Collected data:

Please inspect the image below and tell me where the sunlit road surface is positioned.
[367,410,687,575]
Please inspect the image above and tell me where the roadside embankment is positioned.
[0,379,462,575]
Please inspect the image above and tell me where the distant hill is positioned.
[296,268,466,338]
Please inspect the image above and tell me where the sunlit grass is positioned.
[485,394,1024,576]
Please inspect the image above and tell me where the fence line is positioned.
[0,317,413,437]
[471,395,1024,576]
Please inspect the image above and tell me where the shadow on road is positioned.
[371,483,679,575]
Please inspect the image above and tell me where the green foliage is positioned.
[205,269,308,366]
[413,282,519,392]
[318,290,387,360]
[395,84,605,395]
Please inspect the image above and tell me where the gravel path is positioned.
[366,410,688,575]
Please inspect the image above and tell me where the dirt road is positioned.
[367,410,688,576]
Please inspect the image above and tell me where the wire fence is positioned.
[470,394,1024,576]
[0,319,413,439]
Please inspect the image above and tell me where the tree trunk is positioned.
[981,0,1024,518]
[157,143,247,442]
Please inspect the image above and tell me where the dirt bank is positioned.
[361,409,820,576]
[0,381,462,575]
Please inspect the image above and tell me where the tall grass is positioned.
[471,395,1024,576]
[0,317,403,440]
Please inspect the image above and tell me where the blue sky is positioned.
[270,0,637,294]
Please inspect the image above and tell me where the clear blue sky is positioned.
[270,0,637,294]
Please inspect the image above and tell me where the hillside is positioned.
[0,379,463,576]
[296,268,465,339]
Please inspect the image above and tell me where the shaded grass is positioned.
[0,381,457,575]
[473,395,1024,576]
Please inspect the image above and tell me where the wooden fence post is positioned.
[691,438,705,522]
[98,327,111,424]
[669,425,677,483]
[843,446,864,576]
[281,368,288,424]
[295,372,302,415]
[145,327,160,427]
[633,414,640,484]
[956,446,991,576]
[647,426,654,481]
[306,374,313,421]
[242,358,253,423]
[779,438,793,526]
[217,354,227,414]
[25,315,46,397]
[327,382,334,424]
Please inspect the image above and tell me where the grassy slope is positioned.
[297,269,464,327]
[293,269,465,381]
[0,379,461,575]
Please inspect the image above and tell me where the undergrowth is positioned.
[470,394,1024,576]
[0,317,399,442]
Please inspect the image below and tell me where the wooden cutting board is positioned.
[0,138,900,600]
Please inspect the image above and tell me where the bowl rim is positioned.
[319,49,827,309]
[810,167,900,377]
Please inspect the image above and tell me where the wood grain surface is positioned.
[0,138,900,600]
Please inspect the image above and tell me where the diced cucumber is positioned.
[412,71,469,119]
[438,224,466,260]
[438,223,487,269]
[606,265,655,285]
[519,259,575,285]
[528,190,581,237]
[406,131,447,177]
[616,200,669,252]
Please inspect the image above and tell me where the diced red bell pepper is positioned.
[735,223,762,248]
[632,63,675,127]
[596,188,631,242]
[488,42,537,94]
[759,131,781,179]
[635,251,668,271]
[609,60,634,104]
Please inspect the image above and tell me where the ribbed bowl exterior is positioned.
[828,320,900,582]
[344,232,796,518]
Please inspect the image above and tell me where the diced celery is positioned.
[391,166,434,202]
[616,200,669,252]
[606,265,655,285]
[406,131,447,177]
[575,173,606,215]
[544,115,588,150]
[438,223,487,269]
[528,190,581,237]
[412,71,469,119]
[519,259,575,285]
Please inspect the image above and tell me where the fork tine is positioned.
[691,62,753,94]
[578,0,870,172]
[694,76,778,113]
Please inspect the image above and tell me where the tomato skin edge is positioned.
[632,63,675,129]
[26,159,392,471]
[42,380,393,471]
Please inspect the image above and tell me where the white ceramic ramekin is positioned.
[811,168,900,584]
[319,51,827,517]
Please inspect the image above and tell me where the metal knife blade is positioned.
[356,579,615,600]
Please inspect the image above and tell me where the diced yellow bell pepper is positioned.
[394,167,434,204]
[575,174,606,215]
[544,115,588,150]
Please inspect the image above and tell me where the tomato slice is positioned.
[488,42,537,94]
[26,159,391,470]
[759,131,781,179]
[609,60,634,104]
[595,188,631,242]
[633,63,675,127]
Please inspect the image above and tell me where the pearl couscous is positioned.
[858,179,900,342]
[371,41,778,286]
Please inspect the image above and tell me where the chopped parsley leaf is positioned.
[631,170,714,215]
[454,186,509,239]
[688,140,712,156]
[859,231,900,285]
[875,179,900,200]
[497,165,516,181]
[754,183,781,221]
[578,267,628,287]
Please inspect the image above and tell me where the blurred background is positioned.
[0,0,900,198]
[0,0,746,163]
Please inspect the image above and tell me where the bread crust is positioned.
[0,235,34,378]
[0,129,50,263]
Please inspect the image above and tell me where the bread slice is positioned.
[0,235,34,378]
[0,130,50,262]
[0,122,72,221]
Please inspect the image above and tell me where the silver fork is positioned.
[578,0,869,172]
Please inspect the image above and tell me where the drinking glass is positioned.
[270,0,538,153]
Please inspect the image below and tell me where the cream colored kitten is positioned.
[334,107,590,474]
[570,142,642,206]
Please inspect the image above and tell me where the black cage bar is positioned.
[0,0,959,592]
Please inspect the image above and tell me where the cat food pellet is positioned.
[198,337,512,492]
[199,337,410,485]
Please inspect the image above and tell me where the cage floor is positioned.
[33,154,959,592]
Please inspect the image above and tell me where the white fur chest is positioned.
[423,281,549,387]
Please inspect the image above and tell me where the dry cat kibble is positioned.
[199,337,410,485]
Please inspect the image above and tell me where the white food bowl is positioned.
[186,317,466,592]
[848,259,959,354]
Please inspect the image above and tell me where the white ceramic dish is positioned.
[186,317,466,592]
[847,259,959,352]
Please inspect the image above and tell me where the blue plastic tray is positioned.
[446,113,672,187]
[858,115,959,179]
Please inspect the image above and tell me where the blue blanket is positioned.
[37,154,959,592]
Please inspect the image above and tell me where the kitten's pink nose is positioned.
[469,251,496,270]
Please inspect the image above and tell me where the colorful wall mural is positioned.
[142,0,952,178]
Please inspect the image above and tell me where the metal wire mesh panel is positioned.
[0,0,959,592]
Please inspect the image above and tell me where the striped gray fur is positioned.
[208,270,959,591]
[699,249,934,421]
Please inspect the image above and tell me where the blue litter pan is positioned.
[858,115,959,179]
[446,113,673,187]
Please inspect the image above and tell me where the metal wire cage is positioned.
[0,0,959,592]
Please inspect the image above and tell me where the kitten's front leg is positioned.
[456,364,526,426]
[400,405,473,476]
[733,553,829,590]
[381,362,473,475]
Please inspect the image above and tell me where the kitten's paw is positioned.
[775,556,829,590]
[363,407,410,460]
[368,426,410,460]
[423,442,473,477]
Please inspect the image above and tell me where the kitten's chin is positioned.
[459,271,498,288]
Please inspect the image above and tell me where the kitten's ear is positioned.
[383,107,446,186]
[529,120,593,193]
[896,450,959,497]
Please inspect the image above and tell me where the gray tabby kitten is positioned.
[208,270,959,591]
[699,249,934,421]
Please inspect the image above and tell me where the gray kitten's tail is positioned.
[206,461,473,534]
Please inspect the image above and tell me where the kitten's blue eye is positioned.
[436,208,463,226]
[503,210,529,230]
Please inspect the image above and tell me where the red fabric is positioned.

• [Task]: Extract from the records, without any change, the stretch from the line containing "tomato slice is positioned." through the line containing "[0,0,746,163]".

• [Written answer]:
Please inspect the image above and tell me where the tomato slice is positioned.
[488,42,537,94]
[26,159,391,470]
[759,131,781,179]
[609,60,634,104]
[595,188,631,242]
[633,63,675,127]
Please inspect the image above and tell me where the pearl couscous is positioned.
[858,179,900,342]
[371,41,778,286]
Please inspect the image above and tell me where the chopped parsley leaf is positioned.
[631,170,714,215]
[454,186,509,239]
[688,140,712,156]
[859,231,900,285]
[875,179,900,200]
[497,165,516,181]
[754,183,781,221]
[578,267,628,287]
Please inspect the image above and tell me where the blurred background is positioned.
[0,0,900,198]
[0,0,746,163]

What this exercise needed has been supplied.